*** TASK INPUT Section Begins ***
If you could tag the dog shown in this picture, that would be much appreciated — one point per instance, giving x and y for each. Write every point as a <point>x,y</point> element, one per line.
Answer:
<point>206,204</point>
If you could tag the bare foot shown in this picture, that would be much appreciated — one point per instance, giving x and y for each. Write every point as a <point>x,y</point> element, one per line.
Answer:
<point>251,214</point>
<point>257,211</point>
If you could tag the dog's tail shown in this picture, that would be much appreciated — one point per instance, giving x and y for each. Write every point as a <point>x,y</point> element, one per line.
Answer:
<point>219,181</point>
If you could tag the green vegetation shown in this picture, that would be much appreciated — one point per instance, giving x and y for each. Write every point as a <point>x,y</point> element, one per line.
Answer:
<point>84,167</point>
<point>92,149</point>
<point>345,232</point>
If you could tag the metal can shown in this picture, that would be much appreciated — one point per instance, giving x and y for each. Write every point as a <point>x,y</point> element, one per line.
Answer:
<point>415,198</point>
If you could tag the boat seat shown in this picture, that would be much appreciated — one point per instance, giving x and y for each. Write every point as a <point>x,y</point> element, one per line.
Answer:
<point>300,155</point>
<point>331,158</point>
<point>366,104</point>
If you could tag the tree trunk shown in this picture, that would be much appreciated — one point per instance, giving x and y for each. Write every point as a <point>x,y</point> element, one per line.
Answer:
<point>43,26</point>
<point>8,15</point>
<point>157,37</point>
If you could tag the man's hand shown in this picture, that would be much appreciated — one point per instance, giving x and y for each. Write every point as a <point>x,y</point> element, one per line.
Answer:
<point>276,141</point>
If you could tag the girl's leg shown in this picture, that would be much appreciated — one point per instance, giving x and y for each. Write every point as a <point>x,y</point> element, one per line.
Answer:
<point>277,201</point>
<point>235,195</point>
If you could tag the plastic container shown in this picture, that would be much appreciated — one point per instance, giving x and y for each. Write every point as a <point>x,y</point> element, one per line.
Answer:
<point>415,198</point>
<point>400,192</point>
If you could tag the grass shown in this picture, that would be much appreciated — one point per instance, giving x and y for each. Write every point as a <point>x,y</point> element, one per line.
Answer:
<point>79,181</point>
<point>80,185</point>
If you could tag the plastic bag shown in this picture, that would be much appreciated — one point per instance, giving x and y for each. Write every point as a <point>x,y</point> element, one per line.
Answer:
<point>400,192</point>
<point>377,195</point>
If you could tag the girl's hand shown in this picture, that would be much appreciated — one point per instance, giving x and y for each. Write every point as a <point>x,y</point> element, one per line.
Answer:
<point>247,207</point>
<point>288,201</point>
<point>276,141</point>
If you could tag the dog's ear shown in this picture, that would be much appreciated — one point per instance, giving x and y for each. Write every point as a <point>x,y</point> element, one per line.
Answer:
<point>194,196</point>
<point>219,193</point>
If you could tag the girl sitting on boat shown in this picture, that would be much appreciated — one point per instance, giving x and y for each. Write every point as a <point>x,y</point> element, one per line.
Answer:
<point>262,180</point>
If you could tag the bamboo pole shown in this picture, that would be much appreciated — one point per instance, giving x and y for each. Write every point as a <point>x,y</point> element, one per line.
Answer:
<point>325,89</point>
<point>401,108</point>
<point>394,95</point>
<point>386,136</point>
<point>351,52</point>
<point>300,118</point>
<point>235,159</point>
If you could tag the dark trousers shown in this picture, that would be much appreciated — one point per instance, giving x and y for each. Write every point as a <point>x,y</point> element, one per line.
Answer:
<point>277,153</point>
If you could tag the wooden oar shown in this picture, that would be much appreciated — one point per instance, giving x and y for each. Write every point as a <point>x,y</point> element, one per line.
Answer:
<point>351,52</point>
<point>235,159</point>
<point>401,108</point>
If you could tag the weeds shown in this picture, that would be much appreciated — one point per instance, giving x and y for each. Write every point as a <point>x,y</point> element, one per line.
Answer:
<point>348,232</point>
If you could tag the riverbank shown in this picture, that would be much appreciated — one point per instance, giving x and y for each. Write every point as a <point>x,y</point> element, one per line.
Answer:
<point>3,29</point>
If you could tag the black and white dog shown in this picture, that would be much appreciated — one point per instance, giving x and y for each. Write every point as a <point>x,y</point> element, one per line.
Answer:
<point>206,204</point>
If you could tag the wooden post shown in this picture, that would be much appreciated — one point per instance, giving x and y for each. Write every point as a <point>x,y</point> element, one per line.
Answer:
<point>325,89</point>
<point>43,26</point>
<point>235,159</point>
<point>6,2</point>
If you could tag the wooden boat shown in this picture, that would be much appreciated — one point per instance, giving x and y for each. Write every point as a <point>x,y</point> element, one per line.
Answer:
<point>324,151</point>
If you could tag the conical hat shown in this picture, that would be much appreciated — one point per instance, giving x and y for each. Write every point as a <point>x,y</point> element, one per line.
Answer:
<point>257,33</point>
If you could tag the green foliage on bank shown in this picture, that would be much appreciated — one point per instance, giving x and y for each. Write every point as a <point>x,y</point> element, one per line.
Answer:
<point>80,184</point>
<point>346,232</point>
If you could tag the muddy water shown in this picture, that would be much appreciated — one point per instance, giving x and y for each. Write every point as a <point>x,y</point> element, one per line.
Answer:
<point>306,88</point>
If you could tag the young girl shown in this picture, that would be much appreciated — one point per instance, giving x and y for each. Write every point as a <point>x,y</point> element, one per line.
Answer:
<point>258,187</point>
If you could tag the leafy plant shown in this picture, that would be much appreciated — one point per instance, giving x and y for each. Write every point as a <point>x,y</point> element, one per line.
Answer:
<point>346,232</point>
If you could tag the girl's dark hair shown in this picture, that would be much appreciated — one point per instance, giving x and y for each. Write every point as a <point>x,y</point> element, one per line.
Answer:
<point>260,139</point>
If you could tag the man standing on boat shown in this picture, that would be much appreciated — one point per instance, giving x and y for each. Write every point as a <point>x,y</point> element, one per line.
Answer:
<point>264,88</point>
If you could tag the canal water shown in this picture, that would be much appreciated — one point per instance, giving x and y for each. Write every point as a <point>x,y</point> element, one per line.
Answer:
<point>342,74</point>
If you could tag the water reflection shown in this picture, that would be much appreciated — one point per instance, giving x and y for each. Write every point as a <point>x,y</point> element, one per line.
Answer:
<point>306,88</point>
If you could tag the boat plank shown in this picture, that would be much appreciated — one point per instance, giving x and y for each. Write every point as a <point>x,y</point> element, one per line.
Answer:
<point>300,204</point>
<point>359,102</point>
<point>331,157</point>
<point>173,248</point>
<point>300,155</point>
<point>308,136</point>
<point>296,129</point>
*** TASK INPUT Section Ends ***
*** TASK INPUT Section Begins ***
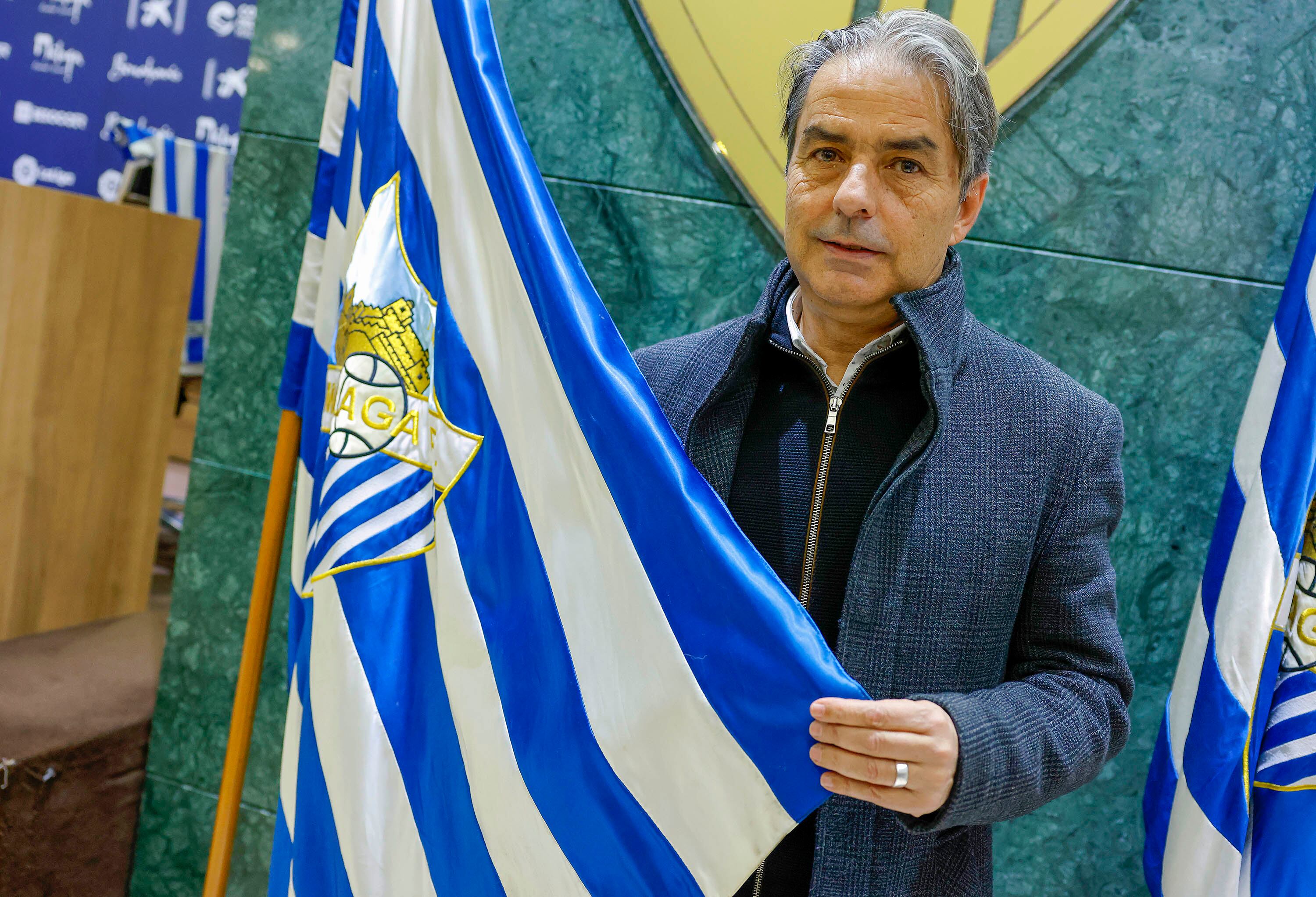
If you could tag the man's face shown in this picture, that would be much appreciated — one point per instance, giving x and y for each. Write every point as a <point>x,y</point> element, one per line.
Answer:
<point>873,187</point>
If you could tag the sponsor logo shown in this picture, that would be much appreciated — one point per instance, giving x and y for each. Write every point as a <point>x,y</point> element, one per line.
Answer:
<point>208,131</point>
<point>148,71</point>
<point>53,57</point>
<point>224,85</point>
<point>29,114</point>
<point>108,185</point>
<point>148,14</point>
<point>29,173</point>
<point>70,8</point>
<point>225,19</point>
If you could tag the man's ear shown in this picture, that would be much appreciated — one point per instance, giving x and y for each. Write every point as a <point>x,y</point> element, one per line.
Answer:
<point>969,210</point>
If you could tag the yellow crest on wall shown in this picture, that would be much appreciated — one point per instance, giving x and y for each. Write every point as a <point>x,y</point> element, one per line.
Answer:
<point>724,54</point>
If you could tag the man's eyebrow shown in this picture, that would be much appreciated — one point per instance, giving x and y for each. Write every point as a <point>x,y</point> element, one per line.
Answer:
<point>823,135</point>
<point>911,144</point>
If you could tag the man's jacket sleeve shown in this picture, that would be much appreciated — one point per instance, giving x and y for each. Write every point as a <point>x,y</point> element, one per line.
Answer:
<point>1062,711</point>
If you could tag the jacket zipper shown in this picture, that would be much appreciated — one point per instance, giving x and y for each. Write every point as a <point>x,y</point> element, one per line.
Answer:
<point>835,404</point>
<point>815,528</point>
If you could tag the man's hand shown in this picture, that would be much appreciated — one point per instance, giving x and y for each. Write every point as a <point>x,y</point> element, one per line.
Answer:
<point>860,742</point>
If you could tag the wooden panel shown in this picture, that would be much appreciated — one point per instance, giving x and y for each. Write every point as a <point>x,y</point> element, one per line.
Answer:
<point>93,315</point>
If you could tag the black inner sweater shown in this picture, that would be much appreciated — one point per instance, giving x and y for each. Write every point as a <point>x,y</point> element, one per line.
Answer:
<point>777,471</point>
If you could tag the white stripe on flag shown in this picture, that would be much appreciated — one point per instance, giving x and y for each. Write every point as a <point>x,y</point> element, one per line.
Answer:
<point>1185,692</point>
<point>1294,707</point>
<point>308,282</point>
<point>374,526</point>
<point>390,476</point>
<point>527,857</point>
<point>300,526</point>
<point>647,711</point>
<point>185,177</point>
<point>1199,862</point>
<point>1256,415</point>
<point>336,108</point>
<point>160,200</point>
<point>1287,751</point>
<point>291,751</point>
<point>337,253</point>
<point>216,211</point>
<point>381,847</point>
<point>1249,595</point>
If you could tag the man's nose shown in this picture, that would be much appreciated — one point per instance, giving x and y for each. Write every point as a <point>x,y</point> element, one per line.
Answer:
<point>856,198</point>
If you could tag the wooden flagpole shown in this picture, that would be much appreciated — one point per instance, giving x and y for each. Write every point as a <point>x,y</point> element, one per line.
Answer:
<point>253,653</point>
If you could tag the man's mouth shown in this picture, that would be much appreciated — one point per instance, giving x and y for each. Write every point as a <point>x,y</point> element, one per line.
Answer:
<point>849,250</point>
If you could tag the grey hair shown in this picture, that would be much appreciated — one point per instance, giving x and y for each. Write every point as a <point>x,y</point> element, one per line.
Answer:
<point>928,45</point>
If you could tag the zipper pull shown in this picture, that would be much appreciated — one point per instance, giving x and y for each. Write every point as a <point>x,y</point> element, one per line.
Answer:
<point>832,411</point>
*** TASK INPUT Section Ends ***
Which lines above include the word "jacket"? Show each one.

[THE ANSWER]
If you could tag the man's jacket sleeve shown in this picture, that would be much appreciated — one point per instance, giving x and y for each. Write every point as a <point>x,y</point> element, one per line.
If you could tag the jacket zipper shown in this picture, that would be much appreciated — one point per instance, giving x and y for each. Write every point as a <point>x,y</point> element, one per line.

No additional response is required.